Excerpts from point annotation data
+ + + +

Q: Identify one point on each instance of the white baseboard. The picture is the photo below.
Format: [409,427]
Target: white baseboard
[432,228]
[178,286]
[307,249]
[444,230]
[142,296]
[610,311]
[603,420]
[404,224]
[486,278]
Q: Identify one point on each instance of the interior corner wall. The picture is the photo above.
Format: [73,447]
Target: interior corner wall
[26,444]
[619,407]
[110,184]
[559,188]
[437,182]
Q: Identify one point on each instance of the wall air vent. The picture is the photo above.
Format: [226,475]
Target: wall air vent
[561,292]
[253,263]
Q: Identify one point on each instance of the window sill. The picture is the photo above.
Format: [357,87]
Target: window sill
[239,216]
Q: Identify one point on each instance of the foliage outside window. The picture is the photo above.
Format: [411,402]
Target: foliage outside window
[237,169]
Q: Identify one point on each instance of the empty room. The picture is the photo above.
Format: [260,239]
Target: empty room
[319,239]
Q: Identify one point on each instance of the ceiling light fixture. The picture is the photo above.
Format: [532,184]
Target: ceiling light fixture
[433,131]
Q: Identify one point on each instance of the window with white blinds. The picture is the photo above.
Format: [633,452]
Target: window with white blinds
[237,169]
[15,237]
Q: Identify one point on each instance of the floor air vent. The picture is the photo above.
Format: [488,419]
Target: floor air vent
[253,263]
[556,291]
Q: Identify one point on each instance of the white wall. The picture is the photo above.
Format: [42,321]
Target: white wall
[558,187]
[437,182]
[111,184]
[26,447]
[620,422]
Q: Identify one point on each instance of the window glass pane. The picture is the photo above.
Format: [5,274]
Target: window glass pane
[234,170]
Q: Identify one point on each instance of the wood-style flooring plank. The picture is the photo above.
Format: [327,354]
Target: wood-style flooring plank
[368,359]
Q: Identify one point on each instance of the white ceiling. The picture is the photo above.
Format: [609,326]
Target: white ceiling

+ + + +

### [Instructions to follow]
Please retype all of the data above word for word, keeping each line in its original order.

### [Task solution]
Q: Identify one point on each instance of the white baseboard. The picture is the photo below.
Format: [409,427]
Target: white baseboard
[432,228]
[178,286]
[307,249]
[444,230]
[142,296]
[610,311]
[603,420]
[404,224]
[486,278]
Q: Identify one point on each instance of the interior corner wall. The picture is the photo above.
Format: [73,447]
Target: interior corner wall
[26,444]
[619,407]
[110,184]
[559,188]
[437,182]
Q: Identify one point on each instance of the wall air vent. The picture is the photo above.
Format: [226,475]
Target: wall air vent
[561,292]
[253,263]
Q: Identify one point on each instance of the window sill. The picture is the photo above.
Format: [357,87]
Target: window sill
[239,216]
Q: Identify one point on each instance of the foliage outside window. The picture is the photo above.
Format: [411,402]
Target: foliage outside window
[237,169]
Q: Identify one point on each instance of the empty room. The picture is the photo above.
Format: [260,239]
Target: empty room
[319,239]
Q: Identify one point on each instance of the ceiling light fixture. The picture is the photo above.
Format: [532,184]
Target: ceiling light fixture
[433,131]
Q: Identify one point on each instance of the window with white blinds. The picture is the photo above.
Format: [633,452]
Target: window with white blinds
[237,169]
[15,237]
Q: Identify one point on each instance of the floor air vent. The picture is the photo above.
Format: [488,419]
Target: floor air vent
[253,263]
[556,291]
Q: Identify one point on each instance of the white wall. The picture is the photo above.
Format: [42,321]
Target: white wall
[558,187]
[437,182]
[111,184]
[26,447]
[620,422]
Q: Identify one point on each instance of the window glass pane. The picture is the photo above.
Format: [5,274]
Target: window glass pane
[234,170]
Q: Identify one point on each instance of the wood-style flooring plank. The picture is the photo above.
Format: [327,354]
Target: wood-style flooring plank
[368,359]
Q: Identify one point on each instance of the white ceiling. The picture is the photo above.
Format: [609,326]
Target: white ceiling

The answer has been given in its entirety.